In full and word for word, restate the lines of the listing.

-*-*-

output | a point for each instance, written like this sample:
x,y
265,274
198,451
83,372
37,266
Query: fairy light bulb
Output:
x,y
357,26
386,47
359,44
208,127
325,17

-*-*-

* _Answer for this exercise_:
output | a point for each instance, written like this sample:
x,y
265,274
198,451
83,372
37,266
Query: fairy light bulb
Output:
x,y
357,26
386,47
359,44
208,127
325,17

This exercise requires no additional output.